→ ABOUT THIS EXERCISE: Which lines of the data contain the string "Mark"? Show each of them.

[Stored data entries]
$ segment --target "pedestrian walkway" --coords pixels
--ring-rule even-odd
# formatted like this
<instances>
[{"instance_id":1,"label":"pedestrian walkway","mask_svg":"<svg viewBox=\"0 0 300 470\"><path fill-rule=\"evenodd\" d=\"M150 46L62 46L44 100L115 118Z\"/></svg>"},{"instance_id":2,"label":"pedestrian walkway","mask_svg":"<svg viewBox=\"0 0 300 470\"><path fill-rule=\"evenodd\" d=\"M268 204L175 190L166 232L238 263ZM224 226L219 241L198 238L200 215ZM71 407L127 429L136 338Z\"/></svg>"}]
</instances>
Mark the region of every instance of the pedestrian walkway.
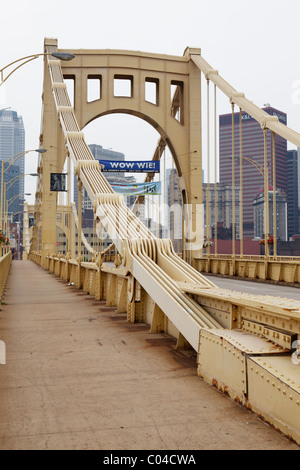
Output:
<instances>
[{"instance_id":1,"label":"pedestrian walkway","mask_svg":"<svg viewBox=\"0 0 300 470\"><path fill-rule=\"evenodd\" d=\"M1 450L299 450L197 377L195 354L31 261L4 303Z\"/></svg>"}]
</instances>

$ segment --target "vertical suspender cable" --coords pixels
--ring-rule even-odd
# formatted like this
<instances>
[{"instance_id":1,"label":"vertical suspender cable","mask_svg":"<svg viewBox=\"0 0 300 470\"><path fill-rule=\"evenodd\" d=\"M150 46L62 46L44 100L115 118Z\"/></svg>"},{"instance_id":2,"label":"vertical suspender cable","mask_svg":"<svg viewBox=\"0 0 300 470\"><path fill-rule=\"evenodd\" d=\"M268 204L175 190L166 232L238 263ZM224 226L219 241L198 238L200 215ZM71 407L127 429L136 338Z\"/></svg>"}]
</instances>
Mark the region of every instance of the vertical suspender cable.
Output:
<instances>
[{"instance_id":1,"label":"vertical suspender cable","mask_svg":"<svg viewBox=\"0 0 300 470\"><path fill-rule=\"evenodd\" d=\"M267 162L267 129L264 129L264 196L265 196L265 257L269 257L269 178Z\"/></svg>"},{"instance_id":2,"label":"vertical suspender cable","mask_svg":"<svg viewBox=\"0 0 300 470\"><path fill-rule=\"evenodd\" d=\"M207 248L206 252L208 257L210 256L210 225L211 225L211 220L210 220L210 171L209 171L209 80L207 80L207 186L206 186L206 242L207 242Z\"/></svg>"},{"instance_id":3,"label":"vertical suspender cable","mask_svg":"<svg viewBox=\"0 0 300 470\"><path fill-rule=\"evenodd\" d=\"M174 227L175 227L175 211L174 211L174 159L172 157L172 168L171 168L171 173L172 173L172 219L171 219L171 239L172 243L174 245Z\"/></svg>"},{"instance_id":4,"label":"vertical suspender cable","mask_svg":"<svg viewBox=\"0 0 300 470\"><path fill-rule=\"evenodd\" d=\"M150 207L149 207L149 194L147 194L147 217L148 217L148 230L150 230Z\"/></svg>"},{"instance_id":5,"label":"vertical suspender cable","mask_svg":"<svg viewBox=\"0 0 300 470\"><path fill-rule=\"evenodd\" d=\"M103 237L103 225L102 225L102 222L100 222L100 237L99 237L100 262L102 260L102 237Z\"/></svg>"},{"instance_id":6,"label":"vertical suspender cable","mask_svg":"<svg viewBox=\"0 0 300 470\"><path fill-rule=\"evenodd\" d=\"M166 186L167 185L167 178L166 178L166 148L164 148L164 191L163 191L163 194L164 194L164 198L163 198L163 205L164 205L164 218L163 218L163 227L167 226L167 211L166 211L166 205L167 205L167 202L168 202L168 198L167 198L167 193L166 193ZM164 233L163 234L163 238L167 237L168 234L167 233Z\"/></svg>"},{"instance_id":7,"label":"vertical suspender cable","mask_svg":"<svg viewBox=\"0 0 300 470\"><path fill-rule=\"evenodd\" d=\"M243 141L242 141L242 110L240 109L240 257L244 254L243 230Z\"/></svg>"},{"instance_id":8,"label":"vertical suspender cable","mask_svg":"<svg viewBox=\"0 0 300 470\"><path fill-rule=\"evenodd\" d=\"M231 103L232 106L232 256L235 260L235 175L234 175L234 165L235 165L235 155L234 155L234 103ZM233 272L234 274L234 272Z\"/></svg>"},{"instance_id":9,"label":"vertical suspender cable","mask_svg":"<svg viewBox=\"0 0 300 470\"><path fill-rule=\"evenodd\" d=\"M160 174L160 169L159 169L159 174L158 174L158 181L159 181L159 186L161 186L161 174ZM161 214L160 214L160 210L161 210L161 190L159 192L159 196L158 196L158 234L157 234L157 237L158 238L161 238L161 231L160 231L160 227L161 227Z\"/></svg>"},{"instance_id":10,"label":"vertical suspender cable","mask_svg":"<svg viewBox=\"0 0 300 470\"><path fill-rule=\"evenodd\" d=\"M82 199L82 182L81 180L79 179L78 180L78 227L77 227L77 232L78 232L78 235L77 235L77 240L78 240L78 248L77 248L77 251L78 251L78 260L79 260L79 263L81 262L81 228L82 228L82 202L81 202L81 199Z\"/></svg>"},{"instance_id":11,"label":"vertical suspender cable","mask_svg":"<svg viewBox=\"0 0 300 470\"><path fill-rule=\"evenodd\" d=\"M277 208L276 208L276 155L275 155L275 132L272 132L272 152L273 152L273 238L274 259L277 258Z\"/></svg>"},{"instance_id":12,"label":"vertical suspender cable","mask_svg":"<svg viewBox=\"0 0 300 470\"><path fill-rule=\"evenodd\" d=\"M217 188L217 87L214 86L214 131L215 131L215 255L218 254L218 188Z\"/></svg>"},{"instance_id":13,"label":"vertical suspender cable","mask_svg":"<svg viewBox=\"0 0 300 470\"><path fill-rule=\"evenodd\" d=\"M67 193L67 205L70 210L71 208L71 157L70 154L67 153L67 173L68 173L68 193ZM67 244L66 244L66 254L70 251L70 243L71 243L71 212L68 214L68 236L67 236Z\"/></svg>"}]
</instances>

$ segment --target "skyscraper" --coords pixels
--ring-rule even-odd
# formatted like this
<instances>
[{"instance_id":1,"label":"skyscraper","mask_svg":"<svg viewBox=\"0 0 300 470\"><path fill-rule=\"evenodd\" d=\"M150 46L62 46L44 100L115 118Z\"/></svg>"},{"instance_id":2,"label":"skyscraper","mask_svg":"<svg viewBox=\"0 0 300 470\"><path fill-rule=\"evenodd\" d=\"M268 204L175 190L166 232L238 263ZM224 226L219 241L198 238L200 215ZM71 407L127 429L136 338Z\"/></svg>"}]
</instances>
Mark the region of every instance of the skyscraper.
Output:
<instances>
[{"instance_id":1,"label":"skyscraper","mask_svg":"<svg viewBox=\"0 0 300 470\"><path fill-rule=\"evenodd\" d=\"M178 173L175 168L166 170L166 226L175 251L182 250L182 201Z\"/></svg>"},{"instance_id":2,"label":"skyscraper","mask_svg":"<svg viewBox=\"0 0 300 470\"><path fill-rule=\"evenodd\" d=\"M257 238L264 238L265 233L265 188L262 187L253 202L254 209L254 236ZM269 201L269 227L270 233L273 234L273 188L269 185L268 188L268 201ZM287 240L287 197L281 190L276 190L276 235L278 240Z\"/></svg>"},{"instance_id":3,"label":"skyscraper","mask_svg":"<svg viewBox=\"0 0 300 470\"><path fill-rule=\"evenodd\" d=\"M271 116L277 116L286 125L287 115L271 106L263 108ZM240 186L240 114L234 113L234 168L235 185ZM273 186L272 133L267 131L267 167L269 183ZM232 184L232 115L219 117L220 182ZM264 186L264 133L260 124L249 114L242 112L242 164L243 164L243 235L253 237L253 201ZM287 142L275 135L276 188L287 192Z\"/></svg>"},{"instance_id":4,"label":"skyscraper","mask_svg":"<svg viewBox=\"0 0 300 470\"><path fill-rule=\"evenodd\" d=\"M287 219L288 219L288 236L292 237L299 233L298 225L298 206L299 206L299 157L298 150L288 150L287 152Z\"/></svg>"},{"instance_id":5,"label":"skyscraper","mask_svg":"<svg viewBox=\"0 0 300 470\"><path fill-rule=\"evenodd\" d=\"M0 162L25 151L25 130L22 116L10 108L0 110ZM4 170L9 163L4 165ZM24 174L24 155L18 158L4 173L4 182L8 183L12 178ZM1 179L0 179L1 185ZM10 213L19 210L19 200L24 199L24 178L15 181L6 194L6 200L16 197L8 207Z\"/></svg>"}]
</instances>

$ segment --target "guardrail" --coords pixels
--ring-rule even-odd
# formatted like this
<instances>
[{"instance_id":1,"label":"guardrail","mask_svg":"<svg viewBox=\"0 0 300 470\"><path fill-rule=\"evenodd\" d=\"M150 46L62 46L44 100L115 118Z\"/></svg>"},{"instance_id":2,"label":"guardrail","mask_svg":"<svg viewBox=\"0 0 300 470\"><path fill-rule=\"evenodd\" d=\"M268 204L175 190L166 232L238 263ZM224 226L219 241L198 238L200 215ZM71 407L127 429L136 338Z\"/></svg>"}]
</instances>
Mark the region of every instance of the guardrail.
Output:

→ ANSWER BOX:
Mark the region of every instance of the pedestrian walkway.
Mark the region of every instance of the vertical suspender cable.
Mark the region of every instance of the skyscraper.
Mark the region of every instance of the guardrail.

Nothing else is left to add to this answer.